§ **What is expected**
The expected output is each line in the data below that includes the string "jersey".
#### Supplied material
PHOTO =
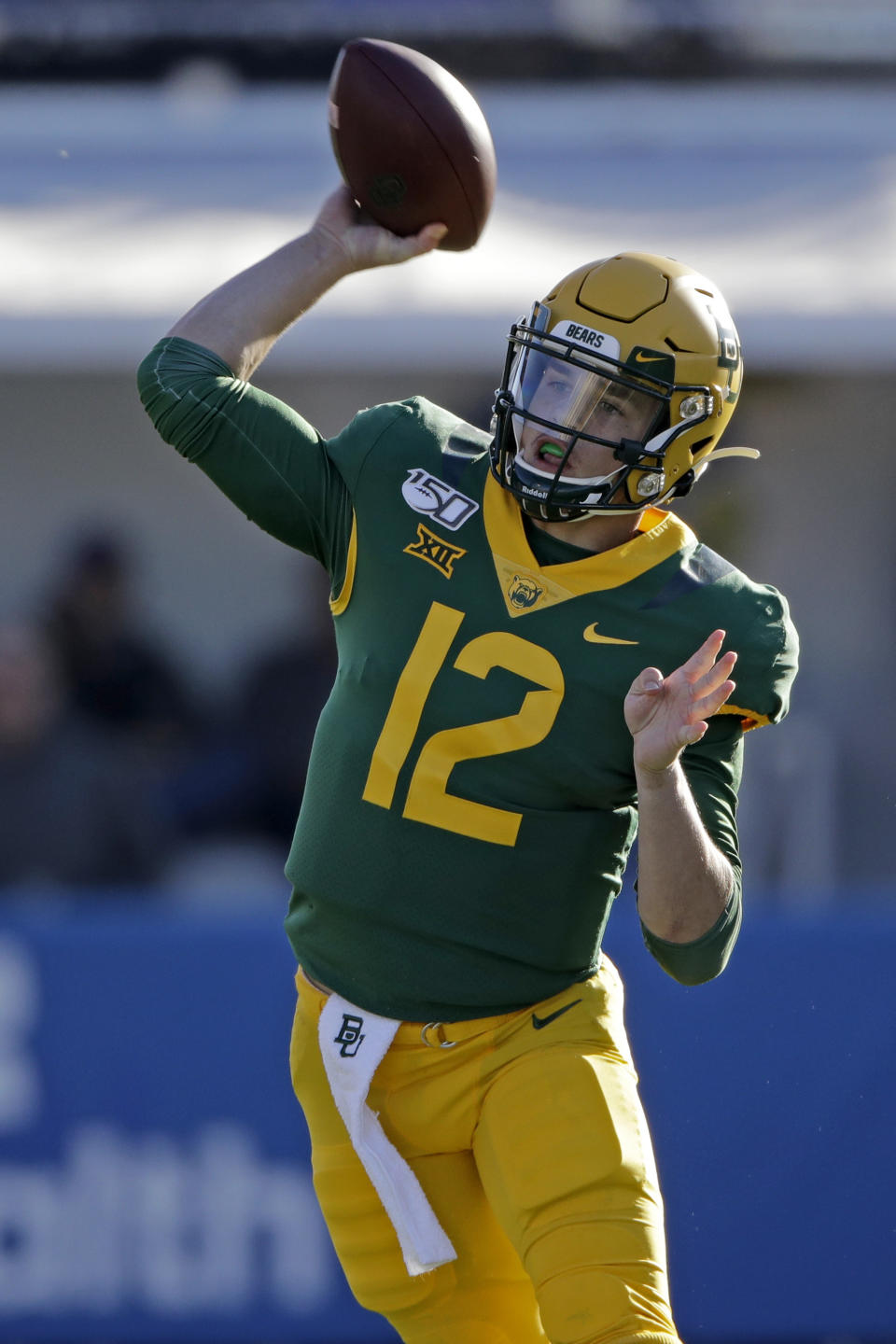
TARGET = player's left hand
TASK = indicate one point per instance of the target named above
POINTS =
(666, 714)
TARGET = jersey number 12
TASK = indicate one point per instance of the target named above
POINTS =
(427, 797)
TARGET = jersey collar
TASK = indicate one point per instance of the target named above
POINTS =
(663, 534)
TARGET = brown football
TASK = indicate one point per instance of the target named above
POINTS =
(412, 141)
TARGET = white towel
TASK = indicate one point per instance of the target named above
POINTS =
(352, 1043)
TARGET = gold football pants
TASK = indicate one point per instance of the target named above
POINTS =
(528, 1137)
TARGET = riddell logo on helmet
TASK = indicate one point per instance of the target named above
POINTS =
(589, 338)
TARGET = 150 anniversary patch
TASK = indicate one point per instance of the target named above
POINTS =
(426, 494)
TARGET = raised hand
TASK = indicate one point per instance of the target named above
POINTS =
(666, 714)
(342, 223)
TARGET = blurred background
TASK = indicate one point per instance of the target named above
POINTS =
(161, 662)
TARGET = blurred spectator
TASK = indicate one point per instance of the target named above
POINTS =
(280, 699)
(116, 674)
(73, 809)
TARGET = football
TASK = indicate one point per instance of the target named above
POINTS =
(412, 141)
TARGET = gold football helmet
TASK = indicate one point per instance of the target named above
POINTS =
(635, 353)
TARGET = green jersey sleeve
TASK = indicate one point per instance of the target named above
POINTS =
(259, 452)
(713, 767)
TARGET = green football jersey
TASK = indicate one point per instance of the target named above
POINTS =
(470, 799)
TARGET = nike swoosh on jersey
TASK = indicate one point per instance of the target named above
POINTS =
(543, 1022)
(592, 636)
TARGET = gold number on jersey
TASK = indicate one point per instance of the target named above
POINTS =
(427, 797)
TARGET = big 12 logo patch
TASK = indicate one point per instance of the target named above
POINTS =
(426, 494)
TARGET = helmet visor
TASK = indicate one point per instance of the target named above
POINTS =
(565, 414)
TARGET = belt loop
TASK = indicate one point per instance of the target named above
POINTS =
(436, 1026)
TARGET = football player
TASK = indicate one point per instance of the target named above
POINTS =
(536, 660)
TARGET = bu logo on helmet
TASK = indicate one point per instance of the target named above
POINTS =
(349, 1035)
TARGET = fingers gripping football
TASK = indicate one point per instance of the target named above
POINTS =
(666, 714)
(363, 244)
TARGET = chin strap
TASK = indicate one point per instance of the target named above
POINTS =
(730, 452)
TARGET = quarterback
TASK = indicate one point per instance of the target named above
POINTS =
(536, 660)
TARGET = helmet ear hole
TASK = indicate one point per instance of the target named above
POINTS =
(685, 484)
########
§ **Written solution**
TARGET = jersey number 12
TARGET = jersey collar
TARGET = green jersey sleeve
TARGET = green football jersey
TARGET = nike swoosh on jersey
TARGET = gold number on jersey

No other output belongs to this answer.